(Data excerpts)
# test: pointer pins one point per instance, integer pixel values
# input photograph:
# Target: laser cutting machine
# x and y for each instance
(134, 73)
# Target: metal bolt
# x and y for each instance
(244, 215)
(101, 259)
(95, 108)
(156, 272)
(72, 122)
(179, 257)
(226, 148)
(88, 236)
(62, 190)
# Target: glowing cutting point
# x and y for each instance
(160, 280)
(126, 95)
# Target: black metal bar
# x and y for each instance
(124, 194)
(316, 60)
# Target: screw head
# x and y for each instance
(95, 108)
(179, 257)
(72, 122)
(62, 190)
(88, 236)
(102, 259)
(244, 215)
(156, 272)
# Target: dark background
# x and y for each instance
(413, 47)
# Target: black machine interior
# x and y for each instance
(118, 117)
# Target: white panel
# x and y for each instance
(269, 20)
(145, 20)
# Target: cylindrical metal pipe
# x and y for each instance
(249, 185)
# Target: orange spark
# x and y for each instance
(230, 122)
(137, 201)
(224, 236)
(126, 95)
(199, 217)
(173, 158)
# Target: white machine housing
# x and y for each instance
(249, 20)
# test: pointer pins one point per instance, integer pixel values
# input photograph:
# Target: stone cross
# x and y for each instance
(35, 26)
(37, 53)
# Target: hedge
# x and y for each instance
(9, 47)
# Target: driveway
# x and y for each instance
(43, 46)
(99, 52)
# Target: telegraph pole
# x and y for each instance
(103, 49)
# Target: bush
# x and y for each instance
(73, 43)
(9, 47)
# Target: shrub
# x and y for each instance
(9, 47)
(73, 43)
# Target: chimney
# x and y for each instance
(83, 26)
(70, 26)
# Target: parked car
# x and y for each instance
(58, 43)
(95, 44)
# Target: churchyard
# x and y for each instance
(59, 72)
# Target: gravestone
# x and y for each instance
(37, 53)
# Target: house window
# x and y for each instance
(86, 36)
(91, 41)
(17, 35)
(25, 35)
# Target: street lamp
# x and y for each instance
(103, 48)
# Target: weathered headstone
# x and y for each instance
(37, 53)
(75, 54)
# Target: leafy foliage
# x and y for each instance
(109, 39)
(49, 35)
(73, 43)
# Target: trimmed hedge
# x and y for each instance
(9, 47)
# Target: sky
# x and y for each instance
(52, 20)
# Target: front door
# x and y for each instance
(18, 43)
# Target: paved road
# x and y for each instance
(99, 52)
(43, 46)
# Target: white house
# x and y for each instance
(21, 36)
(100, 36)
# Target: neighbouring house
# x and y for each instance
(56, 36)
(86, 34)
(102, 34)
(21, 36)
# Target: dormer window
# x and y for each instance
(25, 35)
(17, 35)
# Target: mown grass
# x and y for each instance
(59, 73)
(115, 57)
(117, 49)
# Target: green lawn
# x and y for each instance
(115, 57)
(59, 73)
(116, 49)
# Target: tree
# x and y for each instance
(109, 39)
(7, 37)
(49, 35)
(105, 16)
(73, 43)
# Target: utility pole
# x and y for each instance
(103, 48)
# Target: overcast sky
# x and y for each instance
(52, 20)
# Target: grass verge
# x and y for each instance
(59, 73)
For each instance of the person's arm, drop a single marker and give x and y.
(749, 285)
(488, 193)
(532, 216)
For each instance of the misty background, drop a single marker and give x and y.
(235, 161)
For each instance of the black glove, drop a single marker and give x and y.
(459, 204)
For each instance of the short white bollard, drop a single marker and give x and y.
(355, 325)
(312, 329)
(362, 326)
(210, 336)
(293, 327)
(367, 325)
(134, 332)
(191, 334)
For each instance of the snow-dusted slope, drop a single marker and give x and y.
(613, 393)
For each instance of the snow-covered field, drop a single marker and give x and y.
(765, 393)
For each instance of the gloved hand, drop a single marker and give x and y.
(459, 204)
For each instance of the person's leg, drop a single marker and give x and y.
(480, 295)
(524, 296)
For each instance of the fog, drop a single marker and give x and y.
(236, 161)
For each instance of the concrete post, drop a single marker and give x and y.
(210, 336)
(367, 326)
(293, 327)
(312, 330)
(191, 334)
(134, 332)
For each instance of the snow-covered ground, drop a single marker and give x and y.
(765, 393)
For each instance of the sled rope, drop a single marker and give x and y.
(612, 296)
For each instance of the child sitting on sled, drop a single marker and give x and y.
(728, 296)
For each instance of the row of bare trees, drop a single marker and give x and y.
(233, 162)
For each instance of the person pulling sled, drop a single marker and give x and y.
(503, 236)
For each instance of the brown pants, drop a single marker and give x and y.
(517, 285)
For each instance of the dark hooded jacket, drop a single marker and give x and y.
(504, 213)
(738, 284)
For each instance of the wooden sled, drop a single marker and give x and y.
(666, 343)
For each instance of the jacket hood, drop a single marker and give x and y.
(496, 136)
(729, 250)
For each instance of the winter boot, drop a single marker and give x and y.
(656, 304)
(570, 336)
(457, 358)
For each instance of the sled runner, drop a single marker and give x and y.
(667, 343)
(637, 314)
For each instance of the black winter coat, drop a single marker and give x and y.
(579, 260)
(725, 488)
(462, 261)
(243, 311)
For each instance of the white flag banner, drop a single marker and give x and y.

[Task to carry out]:
Repeat the records above with every character intact.

[Response]:
# test: pointer pins one point per instance, integer pixel values
# input photograph:
# Target: laser cutting machine
# x and y for each instance
(134, 73)
# Target: metal bolt
# x and y for each instance
(244, 215)
(101, 259)
(95, 108)
(156, 272)
(72, 122)
(179, 257)
(226, 148)
(88, 236)
(62, 190)
# Target: glowing cutting point
# x and y for each instance
(160, 280)
(126, 95)
# Target: black metal bar
# x and y for each instance
(124, 194)
(316, 60)
# Target: screw head
# x and y for each instance
(95, 108)
(179, 257)
(72, 122)
(62, 190)
(88, 236)
(102, 259)
(244, 215)
(156, 272)
# Target: dark background
# x and y for each instance
(413, 47)
# Target: black machine interior
# x and y for each instance
(118, 117)
# Target: white panel
# x and y for each instance
(269, 20)
(145, 20)
# Target: cylindrical metal pipe
# x and y for each instance
(249, 185)
# Target: orange spark
# x and y for each instance
(230, 122)
(137, 201)
(224, 236)
(126, 95)
(199, 217)
(173, 158)
# Target: white machine housing
# x and y for each instance
(249, 20)
# test: pointer pins one point per instance, integer pixel values
# input photograph:
# Target: stone cross
# x and y for each instance
(35, 26)
(37, 53)
# Target: hedge
# x and y for each instance
(9, 47)
# Target: driveway
# x and y for each instance
(43, 46)
(99, 52)
# Target: telegraph pole
# x and y for each instance
(103, 49)
# Target: bush
# x and y for each instance
(73, 43)
(9, 47)
# Target: shrub
# x and y for each instance
(9, 47)
(73, 43)
# Target: chimney
# x and y for each instance
(83, 26)
(70, 26)
# Target: parked car
# x and y for each instance
(58, 43)
(95, 44)
# Target: churchyard
# x and y for each instance
(59, 72)
# Target: gravestone
# x and y for each instance
(37, 53)
# Target: house window
# x and y for each instance
(86, 36)
(91, 41)
(17, 35)
(25, 35)
# Target: street lamp
# x and y for each instance
(103, 48)
# Target: weathered headstone
# x and y for each instance
(37, 53)
(75, 54)
# Target: leafy foliage
# x and y for each instance
(109, 39)
(49, 35)
(73, 43)
# Target: trimmed hedge
# x and y for each instance
(9, 47)
# Target: sky
# x and y for each instance
(52, 20)
# Target: front door
# x and y for each instance
(18, 43)
# Target: paved road
# x and y for each instance
(99, 52)
(43, 46)
# Target: white house
# x and y for each instance
(21, 36)
(100, 36)
# Target: neighbouring house
# x and y for each instance
(56, 36)
(86, 34)
(102, 34)
(21, 36)
# Target: dormer window
# x and y for each instance
(25, 35)
(17, 35)
# Target: mown grass
# x and y for each instance
(59, 73)
(115, 57)
(117, 49)
# Target: green lawn
# x and y for each instance
(115, 57)
(59, 73)
(116, 49)
# Target: tree
# x and y for each instance
(109, 39)
(7, 37)
(49, 35)
(105, 16)
(73, 43)
# Target: utility pole
# x and y for each instance
(103, 48)
# Target: overcast sky
# x and y for each instance
(52, 20)
# Target: grass verge
# x and y for each instance
(59, 73)
For each instance of the person's arm, drop a single marker and give x and y.
(749, 285)
(488, 193)
(532, 216)
For each instance of the misty background, drop a single marker and give x and y.
(235, 161)
For each instance of the black glove, drop a single marker and give x and y.
(459, 204)
For each instance of the short white bollard, drop a single marker and give x and y.
(355, 325)
(312, 329)
(362, 326)
(210, 336)
(293, 327)
(367, 325)
(134, 332)
(191, 334)
For each instance of the snow-dusted slope, drop a single marker and give x and y.
(613, 393)
For each instance of the snow-covered field, drop a single marker and give x and y.
(765, 393)
For each instance of the gloved hand, drop a single marker and give x and y.
(459, 204)
For each instance of the person's leg, drop a single marker and give x and y.
(480, 295)
(524, 296)
For each instance of the fog, drop a single marker and give x and y.
(236, 161)
For each instance of the concrete post, drop a single marker and give x and y.
(210, 336)
(367, 326)
(293, 327)
(312, 330)
(191, 334)
(134, 332)
For each instance of the snow-covered ground, drop a single marker and give x and y.
(765, 393)
For each instance of the sled rope, drop a single marker and give x and y.
(612, 296)
For each instance of the child sitting on sled, drop a single marker and give x and y.
(728, 296)
For each instance of the row of bare trees, drop a single marker and give x and y.
(233, 162)
For each instance of the person pulling sled, drop a single marker and give x and y.
(503, 236)
For each instance of the brown pants, drop a single marker and give x and y.
(517, 285)
For each instance of the dark hooded jacket, drop a single marker and give x and y.
(504, 213)
(738, 284)
For each instance of the wooden sled, drop a single marker and give x and y.
(666, 343)
For each instance of the jacket hood, drop a single marker and give x and y.
(496, 136)
(729, 250)
For each instance of the winter boot, drop a single marker and give x and y.
(656, 304)
(570, 336)
(457, 358)
For each instance of the sled runner, drop a single marker and give x and y.
(667, 343)
(637, 314)
For each instance of the black winter coat, drop a single marker and give x and y.
(579, 260)
(725, 488)
(462, 261)
(243, 311)
For each instance of the white flag banner, drop a single marker and give x and y.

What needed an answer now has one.